- DATA RECORDS

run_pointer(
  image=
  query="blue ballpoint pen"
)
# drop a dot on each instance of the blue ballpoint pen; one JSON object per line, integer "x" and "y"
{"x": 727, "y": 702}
---
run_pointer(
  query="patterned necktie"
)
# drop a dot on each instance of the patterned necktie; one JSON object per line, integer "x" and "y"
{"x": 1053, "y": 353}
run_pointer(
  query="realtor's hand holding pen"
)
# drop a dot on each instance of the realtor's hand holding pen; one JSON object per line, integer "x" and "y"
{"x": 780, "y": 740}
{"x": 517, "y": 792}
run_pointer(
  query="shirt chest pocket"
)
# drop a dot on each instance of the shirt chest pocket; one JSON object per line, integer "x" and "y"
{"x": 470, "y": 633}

- PROBLEM TO WORK ON
What is the number of lines above that hold the word "query"? Answer with that number alone.

- PROBLEM SOLUTION
4